**Task objective:** Return, word for word, the stretch of the listing below from the line containing "Guideline: one keypoint for each instance of the beach" through the listing's final line.

^^^^^^^^^^^^^^^^

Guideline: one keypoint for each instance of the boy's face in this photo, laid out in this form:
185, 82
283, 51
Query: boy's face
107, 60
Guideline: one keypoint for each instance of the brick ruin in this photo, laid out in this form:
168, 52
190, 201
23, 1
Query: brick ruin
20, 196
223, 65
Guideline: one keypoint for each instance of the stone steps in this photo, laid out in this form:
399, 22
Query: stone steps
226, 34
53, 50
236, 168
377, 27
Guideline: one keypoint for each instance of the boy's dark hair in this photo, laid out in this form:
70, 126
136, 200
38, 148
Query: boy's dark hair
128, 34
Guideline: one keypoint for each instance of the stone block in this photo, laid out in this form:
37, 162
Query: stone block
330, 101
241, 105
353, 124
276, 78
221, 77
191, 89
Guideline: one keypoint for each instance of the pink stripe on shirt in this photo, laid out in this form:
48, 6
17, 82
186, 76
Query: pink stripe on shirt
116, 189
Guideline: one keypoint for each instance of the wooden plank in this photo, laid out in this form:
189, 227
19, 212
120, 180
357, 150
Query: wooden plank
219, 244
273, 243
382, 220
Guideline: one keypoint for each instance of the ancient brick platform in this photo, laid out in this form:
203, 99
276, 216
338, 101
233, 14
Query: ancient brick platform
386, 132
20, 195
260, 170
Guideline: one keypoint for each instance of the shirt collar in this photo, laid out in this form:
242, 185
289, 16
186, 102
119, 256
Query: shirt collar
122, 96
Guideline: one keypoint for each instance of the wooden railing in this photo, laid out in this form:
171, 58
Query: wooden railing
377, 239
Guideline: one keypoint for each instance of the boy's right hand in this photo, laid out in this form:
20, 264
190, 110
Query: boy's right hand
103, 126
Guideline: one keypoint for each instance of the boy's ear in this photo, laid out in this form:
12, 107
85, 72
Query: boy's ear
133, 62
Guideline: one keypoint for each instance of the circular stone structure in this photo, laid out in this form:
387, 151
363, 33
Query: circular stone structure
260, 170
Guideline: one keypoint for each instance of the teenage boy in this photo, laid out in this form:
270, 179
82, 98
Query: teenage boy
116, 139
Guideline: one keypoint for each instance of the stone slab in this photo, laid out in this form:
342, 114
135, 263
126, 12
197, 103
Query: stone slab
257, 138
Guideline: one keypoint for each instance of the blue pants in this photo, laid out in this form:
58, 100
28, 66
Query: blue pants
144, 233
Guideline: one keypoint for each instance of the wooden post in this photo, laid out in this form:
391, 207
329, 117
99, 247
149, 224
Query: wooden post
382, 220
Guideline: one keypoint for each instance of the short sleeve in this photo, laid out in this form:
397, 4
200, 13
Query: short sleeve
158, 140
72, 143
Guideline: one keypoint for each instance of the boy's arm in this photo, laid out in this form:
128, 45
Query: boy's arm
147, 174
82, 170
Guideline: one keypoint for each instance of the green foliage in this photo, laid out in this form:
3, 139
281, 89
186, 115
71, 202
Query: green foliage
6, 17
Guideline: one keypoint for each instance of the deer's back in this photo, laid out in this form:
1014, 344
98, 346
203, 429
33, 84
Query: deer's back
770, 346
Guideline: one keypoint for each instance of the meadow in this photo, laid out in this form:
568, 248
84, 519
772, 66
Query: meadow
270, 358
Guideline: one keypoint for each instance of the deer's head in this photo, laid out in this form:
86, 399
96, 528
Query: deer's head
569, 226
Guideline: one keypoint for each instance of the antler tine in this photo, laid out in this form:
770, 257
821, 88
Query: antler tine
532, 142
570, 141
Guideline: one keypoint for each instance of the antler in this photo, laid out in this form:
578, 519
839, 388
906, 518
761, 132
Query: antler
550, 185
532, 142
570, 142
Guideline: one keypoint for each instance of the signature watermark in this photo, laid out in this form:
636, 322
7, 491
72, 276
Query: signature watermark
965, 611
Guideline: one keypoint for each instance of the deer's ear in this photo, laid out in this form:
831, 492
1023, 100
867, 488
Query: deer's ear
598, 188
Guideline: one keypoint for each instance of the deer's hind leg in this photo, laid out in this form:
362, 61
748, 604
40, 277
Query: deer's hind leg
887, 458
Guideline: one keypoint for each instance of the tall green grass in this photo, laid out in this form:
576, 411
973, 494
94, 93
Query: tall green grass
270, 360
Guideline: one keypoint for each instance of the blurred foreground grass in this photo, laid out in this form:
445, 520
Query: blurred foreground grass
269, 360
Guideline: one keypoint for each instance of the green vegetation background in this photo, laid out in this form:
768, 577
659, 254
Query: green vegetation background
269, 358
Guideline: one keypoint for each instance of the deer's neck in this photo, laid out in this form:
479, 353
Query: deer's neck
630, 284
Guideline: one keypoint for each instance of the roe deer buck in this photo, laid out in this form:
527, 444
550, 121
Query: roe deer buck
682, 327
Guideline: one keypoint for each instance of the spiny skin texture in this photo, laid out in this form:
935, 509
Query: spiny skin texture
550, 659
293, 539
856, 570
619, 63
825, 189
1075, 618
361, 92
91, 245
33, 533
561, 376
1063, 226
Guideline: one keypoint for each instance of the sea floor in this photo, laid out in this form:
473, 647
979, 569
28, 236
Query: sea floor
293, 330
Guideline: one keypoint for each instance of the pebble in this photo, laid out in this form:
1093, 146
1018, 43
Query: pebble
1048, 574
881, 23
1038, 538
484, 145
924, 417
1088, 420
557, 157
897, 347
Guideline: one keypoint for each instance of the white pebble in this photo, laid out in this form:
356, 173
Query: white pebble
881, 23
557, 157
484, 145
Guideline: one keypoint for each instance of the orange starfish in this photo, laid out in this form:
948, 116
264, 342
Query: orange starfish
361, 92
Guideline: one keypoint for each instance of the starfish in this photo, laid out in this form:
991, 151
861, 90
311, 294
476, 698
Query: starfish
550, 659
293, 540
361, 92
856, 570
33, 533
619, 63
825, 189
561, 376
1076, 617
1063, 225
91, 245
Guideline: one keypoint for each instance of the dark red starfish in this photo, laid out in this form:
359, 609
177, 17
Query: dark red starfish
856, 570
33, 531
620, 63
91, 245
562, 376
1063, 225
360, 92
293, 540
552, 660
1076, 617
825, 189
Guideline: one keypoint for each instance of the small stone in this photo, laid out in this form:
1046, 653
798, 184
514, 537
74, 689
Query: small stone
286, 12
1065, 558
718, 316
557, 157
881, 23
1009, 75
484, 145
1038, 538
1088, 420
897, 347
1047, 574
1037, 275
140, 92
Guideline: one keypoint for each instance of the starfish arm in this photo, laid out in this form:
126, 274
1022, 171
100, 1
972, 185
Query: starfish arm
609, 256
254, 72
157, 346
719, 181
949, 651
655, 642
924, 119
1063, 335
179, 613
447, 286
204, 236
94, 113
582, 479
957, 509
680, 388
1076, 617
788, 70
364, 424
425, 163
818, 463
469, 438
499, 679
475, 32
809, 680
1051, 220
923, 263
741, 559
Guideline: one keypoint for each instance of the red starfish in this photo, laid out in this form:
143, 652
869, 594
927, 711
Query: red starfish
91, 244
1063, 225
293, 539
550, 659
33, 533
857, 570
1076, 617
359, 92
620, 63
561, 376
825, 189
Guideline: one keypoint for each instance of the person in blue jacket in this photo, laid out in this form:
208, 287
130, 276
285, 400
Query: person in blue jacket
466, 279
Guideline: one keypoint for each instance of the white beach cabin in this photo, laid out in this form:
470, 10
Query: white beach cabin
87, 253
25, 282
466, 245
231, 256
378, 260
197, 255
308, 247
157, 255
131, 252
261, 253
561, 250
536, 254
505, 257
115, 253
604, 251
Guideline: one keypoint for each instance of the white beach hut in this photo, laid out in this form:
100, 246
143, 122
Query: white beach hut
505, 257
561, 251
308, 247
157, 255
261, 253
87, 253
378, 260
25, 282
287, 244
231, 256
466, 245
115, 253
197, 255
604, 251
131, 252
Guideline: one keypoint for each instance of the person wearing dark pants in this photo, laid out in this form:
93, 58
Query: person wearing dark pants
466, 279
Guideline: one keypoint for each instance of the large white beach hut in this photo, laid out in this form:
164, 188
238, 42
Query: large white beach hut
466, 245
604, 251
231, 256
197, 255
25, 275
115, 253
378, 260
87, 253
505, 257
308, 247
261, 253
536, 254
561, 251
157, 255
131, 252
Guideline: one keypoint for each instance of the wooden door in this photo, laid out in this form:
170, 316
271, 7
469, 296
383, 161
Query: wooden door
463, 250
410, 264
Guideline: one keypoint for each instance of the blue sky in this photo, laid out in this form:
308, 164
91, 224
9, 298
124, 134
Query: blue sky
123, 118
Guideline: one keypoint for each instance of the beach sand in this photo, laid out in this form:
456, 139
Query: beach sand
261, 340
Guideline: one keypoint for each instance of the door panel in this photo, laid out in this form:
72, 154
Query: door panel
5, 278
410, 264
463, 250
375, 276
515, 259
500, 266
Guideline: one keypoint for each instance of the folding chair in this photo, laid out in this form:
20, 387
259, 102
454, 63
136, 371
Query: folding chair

^^^^^^^^^^^^^^^^

**Exercise solution:**
Guideline: one keypoint for each instance of the beach sand in this photo, laid out in this form:
456, 139
Query: beach sand
261, 340
Guideline: one keypoint for each instance of the door panel in this photo, laid out in this form:
72, 154
Query: door panel
5, 278
410, 264
463, 250
375, 276
515, 259
500, 266
Guideline: one keypoint for each instance of the folding chair in this photo, laid out in this form:
20, 387
259, 102
454, 63
136, 371
Query: folding chair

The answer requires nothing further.